(Items from a dataset)
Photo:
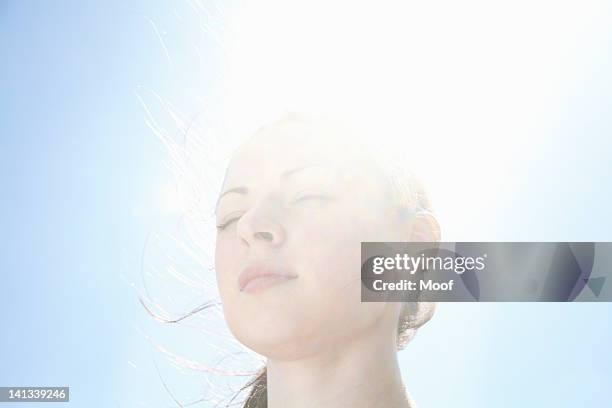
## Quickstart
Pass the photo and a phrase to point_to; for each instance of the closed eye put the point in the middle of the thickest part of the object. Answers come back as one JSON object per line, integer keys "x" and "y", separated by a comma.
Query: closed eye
{"x": 225, "y": 224}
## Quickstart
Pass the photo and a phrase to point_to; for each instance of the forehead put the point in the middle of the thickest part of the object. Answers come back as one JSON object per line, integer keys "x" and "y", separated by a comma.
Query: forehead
{"x": 279, "y": 148}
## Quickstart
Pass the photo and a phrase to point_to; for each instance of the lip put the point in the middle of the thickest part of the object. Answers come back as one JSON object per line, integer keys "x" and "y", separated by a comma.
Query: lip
{"x": 257, "y": 278}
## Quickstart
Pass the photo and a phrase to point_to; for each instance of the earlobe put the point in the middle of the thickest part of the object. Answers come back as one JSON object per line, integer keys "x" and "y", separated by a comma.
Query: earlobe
{"x": 416, "y": 314}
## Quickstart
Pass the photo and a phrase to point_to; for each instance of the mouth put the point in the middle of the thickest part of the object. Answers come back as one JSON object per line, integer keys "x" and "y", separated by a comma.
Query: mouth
{"x": 256, "y": 279}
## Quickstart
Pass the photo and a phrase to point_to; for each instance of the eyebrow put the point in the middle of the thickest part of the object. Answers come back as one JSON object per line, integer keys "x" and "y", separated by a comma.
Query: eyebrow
{"x": 284, "y": 176}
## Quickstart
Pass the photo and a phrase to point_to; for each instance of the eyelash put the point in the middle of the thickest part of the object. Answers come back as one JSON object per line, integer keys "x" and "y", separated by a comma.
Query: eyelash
{"x": 300, "y": 197}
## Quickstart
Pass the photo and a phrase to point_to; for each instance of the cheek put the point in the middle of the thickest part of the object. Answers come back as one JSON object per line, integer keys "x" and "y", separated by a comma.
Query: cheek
{"x": 225, "y": 267}
{"x": 332, "y": 264}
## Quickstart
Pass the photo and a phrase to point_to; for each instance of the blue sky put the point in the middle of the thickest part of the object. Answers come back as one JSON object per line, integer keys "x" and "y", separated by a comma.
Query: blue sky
{"x": 81, "y": 172}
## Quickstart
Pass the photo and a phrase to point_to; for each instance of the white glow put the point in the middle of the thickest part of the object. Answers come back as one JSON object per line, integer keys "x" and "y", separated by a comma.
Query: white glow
{"x": 467, "y": 88}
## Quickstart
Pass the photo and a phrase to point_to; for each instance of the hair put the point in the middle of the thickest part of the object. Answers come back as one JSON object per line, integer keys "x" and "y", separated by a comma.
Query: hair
{"x": 409, "y": 193}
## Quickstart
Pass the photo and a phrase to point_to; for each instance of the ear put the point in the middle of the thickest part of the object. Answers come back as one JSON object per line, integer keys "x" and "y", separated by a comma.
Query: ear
{"x": 425, "y": 228}
{"x": 415, "y": 314}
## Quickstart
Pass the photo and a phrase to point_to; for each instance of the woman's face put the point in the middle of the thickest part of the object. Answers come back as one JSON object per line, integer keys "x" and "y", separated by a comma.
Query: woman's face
{"x": 296, "y": 208}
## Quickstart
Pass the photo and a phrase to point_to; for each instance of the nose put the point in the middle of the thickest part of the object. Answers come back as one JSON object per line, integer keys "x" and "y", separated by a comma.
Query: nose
{"x": 261, "y": 226}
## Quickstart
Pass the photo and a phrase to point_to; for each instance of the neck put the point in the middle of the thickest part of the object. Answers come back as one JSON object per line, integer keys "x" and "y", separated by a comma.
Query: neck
{"x": 362, "y": 373}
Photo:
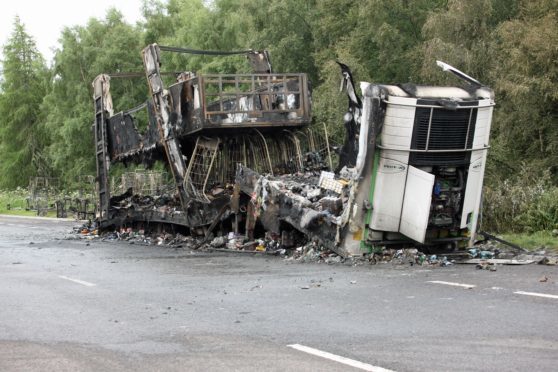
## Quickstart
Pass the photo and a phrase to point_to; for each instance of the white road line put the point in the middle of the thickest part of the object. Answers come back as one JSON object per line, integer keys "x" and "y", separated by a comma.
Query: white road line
{"x": 339, "y": 359}
{"x": 536, "y": 294}
{"x": 82, "y": 282}
{"x": 468, "y": 286}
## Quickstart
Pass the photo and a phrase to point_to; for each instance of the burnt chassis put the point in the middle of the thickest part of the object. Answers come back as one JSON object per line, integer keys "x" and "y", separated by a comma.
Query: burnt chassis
{"x": 196, "y": 127}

**WHAT YOU WILL DO:** Copy each line exactly, and leave the pictures out of your copy.

**SOLVED PROBLEM:**
Photo:
## Quickstart
Pass the photo and a phrase to point_to; for each instance of the closed eye put the point in the middle of the thickest part of the object. Answers come back as one JSON object per line, integer keys "x" and "y", separated by a comma.
Query: closed eye
{"x": 225, "y": 224}
## Quickstart
Pass the photo and a phrase to point_to; for each instance of the forehead put the point in the middle of the thickest part of the object. Answers come back as one JSON object per line, integer keys "x" and "y", separated by a comma.
Query: forehead
{"x": 279, "y": 148}
## Quickstart
Pass the photo and a phrase to point_to; for each instance of the lip put the point in the middle of the thickest part of the object. Answers come back as one JSON object per line, integer keys "x" and "y", separated by a comma.
Query: lip
{"x": 257, "y": 278}
## Quickstart
Pass the photo and a phrase to point_to; for each instance of the earlobe put the point in the middle of the thickest part of the object. Answers come back as one JSON object per line, integer keys "x" and "y", separated by a comma.
Query: earlobe
{"x": 416, "y": 314}
## Quickstart
Pass the photo and a phrase to point_to; for each instance of the mouth put the point in the middle of the thickest part of the object. Answers come back as one JSON object per line, integer keys "x" and "y", separated by a comma.
Query: mouth
{"x": 256, "y": 279}
## Quickstart
Pass the photo and a phrase to point_to; for each instance of the eyebrow put the point in the middle of the thickest part of the object. Answers come back as one JSON object per line, integer keys "x" and "y", separated by a comma.
Query: eyebrow
{"x": 284, "y": 176}
## Quickstart
Pass the photo and a phrase to point_to; for each instance of the eyelash put the point in the middle of the thickest part of the object. Answers come back as one JSON object per line, integer keys "x" and "y", separated by a comma.
Query: eyelash
{"x": 300, "y": 197}
## Quickstart
Pass the photo and a phrase to point_to; for each instance of the cheek put the point in the middle of the thickest part of the object. Answers come back as one JSON object per line, integer keys "x" and "y", separated by a comma.
Query: cheek
{"x": 225, "y": 267}
{"x": 332, "y": 264}
## Quickstart
Pass the photo and a phrase to point_to; for each instance of the blue sky put the point in the middle of the thickest part of the object. Answers come back as one JSON object per line, integer keys "x" and "y", separated by a comma.
Query: blue sky
{"x": 81, "y": 172}
## Quickstart
Pass the photo and a phrase to point_to; for each instance of the white glow put the point in the middle of the thickest part of the object. Answers come back as one JSON object per line, integer keys "x" and "y", separated by a comma.
Query: white glow
{"x": 467, "y": 88}
## Quickstart
Pass the photo and a phrase to point_to; for each instance of the hair put the point in the middle of the thickest part of the object. Answers come back as one JSON object per line, integer keys "x" and "y", separated by a comma.
Query: hair
{"x": 409, "y": 193}
## Quickstart
Pass the photo and a phrase to point_to; for each instance of the ear put the point in the middle of the thickest part of the object. Answers come back as one JSON object per line, integer keys "x" and "y", separated by a comma.
Query: ear
{"x": 425, "y": 228}
{"x": 415, "y": 314}
## Quickstart
Pass the photo and a phrase to point_to; for each instance of the woman's face put the point in the middle of the thickest part of the object. Answers come back as one JSON object per line, integer keys "x" and "y", separated by a comma.
Query: woman's face
{"x": 296, "y": 208}
## Quickstart
Pass the photo and a phrase to point_to; for each instance of the nose put the point in the middle of the thickest part of the object. Answers come back as one JSON object per line, integer keys "x" and "y", separated by a comma.
Query: nose
{"x": 261, "y": 226}
## Quickstart
Pass the photo and a phrase to point_to; for each instance of the neck put the point in the middle of the thickest part of the object. Answers come back as one JSON object per line, integer keys "x" and "y", separated by a comma.
Query: neck
{"x": 362, "y": 373}
Photo:
## Quickstart
Pass the photo and a phrase to point_to; for each instance of the white road line put the point in the middle of the thickest part of the object. Answers come back as one JSON object per line, integer keys "x" and "y", separated by a comma.
Query: white road line
{"x": 339, "y": 359}
{"x": 536, "y": 294}
{"x": 82, "y": 282}
{"x": 468, "y": 286}
## Quickstart
Pass the photo and a phrase to point_to; for each instance of the burnt chassis put the point in the middle of the thickest part of the object. Answers come back as one JSON object per line, integer keys "x" and "y", separated by a comma.
Query: burnt chassis
{"x": 196, "y": 127}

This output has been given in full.